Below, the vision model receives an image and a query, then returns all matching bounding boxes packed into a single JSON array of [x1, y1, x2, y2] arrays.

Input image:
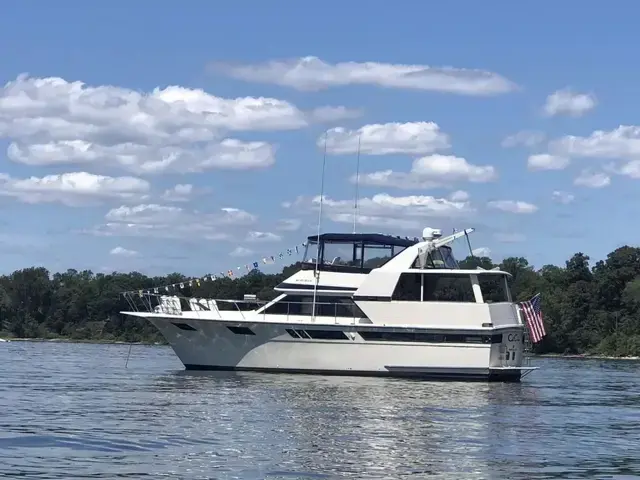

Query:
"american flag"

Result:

#### TASK BRIEF:
Copy every line of the records above word for word, leaving out the pictures.

#### OUTPUT BELOW:
Below, the vision model receives an image and a query, then returns all matching bounding boxes packed into a single JSON array of [x1, y1, x2, y2] arrays.

Input image:

Query:
"american flag"

Result:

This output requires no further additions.